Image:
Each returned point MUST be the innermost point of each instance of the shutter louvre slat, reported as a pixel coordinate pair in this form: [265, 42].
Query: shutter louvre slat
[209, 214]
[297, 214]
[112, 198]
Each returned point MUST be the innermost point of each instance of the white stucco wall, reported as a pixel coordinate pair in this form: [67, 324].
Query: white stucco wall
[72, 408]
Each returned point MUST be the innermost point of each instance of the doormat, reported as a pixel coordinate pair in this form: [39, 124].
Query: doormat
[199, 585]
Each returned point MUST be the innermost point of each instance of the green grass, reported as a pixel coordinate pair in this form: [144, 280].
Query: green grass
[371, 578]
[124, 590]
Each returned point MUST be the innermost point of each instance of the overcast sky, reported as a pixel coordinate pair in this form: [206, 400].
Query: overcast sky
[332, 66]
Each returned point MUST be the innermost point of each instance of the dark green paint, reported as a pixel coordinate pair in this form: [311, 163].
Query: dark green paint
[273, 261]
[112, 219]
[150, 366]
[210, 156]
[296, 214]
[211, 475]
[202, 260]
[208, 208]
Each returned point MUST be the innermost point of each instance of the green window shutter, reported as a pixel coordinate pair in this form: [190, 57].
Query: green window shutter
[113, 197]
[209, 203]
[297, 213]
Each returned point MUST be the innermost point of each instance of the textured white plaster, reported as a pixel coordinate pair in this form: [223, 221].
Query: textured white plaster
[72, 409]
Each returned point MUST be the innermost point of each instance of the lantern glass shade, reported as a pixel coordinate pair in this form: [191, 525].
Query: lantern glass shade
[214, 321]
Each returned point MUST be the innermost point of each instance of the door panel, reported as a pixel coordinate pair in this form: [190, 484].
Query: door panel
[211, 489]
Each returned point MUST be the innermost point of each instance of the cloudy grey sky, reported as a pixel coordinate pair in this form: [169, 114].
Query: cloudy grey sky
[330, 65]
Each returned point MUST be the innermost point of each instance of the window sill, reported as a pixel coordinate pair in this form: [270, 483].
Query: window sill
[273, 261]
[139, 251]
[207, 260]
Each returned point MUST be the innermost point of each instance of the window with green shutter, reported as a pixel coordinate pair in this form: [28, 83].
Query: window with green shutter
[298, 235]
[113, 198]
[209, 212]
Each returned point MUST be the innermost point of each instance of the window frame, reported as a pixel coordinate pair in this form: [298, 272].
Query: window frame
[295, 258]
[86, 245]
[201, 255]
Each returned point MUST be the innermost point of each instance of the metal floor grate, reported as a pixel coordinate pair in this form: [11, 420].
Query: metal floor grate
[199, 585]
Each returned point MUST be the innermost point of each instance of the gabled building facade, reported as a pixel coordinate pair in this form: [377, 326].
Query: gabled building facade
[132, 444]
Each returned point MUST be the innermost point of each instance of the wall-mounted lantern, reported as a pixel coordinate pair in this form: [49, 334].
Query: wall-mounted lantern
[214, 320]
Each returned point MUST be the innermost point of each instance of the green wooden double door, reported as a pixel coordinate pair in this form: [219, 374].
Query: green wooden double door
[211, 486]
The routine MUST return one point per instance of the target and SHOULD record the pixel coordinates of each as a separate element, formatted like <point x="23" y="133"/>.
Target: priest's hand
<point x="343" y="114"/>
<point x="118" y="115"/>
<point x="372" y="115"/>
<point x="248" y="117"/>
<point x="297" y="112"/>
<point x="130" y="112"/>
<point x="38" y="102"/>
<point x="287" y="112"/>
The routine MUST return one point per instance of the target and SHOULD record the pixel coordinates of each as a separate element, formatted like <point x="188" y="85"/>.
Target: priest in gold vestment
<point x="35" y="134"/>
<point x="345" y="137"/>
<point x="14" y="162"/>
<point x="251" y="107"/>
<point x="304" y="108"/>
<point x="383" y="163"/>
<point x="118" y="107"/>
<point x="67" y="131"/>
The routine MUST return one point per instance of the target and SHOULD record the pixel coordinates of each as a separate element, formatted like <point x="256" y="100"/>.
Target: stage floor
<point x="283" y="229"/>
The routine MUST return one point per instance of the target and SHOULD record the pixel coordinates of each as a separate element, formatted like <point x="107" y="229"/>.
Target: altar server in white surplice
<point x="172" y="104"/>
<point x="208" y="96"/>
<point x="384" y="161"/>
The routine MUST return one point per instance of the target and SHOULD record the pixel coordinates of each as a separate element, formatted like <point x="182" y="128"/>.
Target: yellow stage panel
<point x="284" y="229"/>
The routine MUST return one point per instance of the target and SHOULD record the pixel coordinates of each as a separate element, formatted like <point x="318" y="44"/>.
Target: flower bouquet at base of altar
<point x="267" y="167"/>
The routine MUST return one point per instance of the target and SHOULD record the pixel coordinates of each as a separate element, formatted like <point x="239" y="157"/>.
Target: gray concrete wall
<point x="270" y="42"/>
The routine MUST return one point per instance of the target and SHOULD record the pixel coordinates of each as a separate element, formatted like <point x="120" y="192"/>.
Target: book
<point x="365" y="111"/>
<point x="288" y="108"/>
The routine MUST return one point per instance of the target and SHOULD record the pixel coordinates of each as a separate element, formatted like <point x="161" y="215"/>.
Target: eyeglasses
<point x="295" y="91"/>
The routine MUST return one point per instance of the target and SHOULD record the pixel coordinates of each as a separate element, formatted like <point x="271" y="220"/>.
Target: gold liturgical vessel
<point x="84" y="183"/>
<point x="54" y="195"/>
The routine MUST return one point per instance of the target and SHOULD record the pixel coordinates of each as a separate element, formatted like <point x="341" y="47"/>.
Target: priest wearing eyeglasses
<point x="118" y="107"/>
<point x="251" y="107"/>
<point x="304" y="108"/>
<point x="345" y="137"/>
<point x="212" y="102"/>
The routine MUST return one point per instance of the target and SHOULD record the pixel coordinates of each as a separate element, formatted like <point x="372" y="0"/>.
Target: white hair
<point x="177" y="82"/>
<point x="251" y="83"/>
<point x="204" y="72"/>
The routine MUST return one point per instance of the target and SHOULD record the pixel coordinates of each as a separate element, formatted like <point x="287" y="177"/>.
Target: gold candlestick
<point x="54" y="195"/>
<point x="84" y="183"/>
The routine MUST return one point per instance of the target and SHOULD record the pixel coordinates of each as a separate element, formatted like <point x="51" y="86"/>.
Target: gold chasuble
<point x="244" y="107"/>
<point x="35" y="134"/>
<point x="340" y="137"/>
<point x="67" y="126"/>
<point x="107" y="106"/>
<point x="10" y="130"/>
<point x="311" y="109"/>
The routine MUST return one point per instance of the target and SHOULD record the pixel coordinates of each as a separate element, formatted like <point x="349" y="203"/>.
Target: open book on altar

================

_EXERCISE_: Copy every line above that contains the word "double".

_ANSWER TO THE EXERCISE_:
Each returned point MUST be the innermost point of each instance of the green wooden double door, reported as a pixel coordinate pair in this form: [219, 374].
Query: green wooden double door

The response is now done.